-- Description of the task --
Decide whether each statement agrees with the text on ageism in senior living below, answering yes or no and quoting the words that settle it.
1. The writer has talked with people in their 50s and 60s who were out of work.
2. For the new team position, the writer was looking for an experienced older hire.
3. The writer holds that senior living communities are free of ageism.

-- Reading text --
By Steve Moran

Senior living should be the least ageist place in the world. Unfortunately, this is not true. I have had too many cringe-worthy moments in senior living communities where the staff treated residents more like little incapable children than revered elders.

Not only that, I have watched older leaders struggle to find new positions . . . except that . . . I have over the last few months found myself wondering if I am as guilty as the rest.

Too Old to Hire

Over the last couple of years, I have had a number of conversations with people in their 50s and 60s, in and out of senior living who, for one reason or another, were out of work. And were having a horrible time finding a new position. A big part of me thought “ageism.” But another deeper internal voice whispered, “I won’t hire them either, because they seem old and worn out.”

That internal voice triggered all kinds of guilt feelings and made me wonder about my own character.

Then Something Happened

It has become clearer and clearer that we need to add another team member to our organization and I was looking for a new grad for a couple of reasons. The first is that they would be less expensive but the second would be that they would bring a fresh perspective.

-- Dataset extract --
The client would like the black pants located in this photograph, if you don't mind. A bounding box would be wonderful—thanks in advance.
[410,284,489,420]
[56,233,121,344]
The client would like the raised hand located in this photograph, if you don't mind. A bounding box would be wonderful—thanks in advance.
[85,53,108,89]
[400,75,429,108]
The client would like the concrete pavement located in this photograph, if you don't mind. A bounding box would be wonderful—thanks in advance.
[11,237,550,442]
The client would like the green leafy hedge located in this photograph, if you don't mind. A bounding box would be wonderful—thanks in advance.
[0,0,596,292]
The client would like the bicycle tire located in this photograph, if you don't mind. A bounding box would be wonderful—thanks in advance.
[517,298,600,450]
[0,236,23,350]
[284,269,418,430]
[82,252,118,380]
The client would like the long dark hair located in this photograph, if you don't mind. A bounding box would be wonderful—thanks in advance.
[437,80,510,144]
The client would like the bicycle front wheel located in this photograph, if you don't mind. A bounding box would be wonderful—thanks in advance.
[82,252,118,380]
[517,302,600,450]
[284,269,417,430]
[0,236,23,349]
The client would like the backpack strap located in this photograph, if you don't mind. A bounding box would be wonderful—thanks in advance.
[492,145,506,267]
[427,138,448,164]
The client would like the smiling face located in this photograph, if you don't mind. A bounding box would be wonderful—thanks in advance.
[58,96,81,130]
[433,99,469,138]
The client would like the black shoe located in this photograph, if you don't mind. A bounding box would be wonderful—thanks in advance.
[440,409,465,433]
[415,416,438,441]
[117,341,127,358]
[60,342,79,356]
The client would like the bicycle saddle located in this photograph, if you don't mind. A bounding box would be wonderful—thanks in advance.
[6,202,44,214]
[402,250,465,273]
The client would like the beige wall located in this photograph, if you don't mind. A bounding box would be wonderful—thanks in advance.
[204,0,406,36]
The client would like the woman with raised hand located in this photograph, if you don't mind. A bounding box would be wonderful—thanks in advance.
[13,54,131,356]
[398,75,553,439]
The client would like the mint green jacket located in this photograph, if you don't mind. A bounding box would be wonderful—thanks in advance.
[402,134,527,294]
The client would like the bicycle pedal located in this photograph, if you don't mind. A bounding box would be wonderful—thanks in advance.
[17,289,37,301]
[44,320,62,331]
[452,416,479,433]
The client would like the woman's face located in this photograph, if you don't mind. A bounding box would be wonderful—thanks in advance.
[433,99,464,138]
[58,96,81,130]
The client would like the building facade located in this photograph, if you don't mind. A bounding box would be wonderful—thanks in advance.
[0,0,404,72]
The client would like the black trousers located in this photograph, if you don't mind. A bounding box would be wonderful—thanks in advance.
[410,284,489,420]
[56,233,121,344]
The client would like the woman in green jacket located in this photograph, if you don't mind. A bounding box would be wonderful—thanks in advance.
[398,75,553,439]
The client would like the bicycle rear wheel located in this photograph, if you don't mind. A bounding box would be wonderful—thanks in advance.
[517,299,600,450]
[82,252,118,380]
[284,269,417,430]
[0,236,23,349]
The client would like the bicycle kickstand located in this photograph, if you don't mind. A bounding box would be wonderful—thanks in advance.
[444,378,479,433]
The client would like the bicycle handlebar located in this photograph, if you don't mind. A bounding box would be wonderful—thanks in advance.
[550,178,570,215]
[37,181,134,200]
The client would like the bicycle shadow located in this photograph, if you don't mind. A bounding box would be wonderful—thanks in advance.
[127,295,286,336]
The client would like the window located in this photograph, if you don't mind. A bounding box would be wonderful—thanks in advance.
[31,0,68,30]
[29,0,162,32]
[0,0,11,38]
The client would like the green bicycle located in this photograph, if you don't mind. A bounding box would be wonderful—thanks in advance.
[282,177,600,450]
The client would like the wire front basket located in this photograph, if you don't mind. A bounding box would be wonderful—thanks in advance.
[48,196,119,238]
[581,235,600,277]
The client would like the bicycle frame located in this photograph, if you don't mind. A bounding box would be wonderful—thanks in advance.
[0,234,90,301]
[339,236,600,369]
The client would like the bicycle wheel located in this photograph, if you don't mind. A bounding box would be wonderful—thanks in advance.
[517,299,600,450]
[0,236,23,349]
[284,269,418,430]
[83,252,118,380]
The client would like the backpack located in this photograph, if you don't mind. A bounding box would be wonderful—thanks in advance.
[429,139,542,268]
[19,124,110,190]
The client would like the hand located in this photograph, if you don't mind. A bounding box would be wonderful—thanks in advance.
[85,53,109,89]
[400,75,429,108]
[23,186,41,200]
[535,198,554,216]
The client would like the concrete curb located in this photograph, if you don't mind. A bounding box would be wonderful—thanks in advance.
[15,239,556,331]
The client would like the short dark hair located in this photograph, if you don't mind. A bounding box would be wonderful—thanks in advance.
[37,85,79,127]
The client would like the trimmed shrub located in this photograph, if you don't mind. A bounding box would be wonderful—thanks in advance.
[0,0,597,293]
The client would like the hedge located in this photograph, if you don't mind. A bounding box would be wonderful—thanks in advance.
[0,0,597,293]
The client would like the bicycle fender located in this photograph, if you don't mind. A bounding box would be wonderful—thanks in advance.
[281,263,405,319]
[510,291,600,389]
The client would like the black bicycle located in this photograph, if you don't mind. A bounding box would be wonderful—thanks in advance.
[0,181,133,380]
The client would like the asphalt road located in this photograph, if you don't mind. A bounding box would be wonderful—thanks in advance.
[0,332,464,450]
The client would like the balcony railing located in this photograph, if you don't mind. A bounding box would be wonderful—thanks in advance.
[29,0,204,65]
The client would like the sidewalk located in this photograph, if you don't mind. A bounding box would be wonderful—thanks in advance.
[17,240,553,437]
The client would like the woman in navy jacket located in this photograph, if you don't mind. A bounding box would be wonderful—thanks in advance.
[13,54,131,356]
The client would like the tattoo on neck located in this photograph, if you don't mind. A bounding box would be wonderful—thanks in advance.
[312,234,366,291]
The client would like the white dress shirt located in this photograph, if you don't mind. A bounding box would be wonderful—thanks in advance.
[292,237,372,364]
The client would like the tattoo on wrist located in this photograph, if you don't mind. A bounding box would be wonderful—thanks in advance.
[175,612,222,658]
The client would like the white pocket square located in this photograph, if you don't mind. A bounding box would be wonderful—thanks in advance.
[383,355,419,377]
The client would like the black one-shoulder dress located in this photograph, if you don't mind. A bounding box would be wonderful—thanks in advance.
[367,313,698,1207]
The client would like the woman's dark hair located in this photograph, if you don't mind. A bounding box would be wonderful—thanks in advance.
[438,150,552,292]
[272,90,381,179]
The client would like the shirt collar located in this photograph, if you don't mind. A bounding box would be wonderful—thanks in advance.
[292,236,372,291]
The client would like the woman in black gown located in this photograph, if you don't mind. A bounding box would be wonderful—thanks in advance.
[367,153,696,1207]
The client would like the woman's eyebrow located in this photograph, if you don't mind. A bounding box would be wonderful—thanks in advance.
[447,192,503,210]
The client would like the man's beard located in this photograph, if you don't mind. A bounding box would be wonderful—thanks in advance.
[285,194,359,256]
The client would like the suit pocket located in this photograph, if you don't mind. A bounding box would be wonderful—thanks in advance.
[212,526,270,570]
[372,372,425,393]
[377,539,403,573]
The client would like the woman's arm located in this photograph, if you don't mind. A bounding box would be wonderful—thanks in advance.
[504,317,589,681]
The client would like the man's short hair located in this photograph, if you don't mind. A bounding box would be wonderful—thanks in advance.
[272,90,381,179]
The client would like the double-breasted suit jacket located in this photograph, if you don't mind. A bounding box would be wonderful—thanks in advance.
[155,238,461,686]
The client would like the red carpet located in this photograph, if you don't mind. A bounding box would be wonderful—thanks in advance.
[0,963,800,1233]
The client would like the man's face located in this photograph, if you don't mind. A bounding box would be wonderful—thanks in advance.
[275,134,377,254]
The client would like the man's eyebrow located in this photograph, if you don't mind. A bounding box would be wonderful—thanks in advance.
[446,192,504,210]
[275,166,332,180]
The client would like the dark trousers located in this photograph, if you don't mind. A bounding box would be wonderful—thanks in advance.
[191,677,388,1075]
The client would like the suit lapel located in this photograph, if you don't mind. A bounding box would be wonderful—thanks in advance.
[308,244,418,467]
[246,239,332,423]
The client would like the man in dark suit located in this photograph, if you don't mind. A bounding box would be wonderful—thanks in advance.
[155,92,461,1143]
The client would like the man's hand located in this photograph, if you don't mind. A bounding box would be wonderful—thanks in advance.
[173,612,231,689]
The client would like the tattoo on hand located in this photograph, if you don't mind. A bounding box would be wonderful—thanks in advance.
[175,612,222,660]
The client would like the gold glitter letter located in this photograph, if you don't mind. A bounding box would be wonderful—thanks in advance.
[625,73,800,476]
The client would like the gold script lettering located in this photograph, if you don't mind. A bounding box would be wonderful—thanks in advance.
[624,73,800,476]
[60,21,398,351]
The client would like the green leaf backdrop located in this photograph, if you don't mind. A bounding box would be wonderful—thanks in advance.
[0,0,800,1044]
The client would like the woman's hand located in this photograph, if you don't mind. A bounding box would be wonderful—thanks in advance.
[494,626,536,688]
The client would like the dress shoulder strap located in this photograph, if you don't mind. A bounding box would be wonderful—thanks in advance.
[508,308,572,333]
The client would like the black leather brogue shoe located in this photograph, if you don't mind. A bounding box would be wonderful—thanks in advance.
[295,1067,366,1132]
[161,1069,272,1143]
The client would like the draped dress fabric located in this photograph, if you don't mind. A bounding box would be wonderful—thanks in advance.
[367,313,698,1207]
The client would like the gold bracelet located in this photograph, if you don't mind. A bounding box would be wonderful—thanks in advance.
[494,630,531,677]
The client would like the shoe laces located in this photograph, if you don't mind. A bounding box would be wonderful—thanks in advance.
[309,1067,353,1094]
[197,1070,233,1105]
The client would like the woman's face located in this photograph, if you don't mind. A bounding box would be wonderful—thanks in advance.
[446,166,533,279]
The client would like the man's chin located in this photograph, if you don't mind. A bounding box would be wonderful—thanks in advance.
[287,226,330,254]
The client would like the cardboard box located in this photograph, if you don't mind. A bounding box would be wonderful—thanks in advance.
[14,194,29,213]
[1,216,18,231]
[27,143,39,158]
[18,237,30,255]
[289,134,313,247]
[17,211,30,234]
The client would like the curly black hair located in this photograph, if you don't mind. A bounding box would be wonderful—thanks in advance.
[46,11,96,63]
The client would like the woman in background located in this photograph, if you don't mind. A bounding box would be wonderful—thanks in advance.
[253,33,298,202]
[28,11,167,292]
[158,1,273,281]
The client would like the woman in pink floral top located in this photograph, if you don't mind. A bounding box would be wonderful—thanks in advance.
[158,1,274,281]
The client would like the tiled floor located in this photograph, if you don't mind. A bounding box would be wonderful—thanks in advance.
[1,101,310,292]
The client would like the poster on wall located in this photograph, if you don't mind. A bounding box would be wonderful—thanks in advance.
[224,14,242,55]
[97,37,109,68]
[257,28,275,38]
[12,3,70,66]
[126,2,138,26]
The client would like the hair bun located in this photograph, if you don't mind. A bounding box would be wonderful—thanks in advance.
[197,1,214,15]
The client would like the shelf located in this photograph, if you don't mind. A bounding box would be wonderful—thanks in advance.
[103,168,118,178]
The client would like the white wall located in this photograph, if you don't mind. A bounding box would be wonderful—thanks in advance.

-- Completed exercise --
1. Yes: "I have had a number of conversations with people in their 50s and 60s, in and out of senior living who, for one reason or another, were out of work."
2. No: "I was looking for a new grad for a couple of reasons."
3. No: "Senior living should be the least ageist place in the world. Unfortunately, this is not true."